◆ **Objective**
Could you copy the listing below word for word, beginning at its first line and stopping after the line that contains "6, 0, 270, 399"?

◆ **Exercise inputs**
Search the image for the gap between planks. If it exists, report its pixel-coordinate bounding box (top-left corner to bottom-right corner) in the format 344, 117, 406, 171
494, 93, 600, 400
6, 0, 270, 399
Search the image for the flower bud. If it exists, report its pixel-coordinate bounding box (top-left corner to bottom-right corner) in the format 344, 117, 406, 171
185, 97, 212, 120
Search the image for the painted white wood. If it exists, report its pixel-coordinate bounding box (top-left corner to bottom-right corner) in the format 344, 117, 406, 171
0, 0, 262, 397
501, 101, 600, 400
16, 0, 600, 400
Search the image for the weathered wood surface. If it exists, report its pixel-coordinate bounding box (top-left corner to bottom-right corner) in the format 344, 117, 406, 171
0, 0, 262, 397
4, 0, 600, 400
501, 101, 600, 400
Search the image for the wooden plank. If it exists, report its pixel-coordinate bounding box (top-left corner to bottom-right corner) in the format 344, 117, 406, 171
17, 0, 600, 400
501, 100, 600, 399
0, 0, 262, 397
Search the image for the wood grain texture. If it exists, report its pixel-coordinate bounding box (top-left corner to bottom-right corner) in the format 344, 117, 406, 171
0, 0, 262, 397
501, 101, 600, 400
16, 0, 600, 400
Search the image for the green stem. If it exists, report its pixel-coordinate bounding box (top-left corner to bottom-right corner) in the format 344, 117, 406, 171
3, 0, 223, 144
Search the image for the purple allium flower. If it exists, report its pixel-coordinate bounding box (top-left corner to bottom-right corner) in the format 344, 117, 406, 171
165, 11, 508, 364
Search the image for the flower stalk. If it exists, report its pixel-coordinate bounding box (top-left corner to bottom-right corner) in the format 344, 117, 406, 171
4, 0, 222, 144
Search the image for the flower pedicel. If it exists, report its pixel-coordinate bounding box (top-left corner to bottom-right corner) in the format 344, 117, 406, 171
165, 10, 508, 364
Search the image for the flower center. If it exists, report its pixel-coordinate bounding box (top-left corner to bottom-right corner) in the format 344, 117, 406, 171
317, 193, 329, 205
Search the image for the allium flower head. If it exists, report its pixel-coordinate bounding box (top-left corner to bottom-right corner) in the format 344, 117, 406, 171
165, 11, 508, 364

◆ **Right answer**
Search the image for the gap between planks. If it exists, report its pixel-coordinate bounding box (top-left corner to bottom-right corner) in the format 344, 117, 406, 171
494, 93, 600, 400
6, 0, 270, 399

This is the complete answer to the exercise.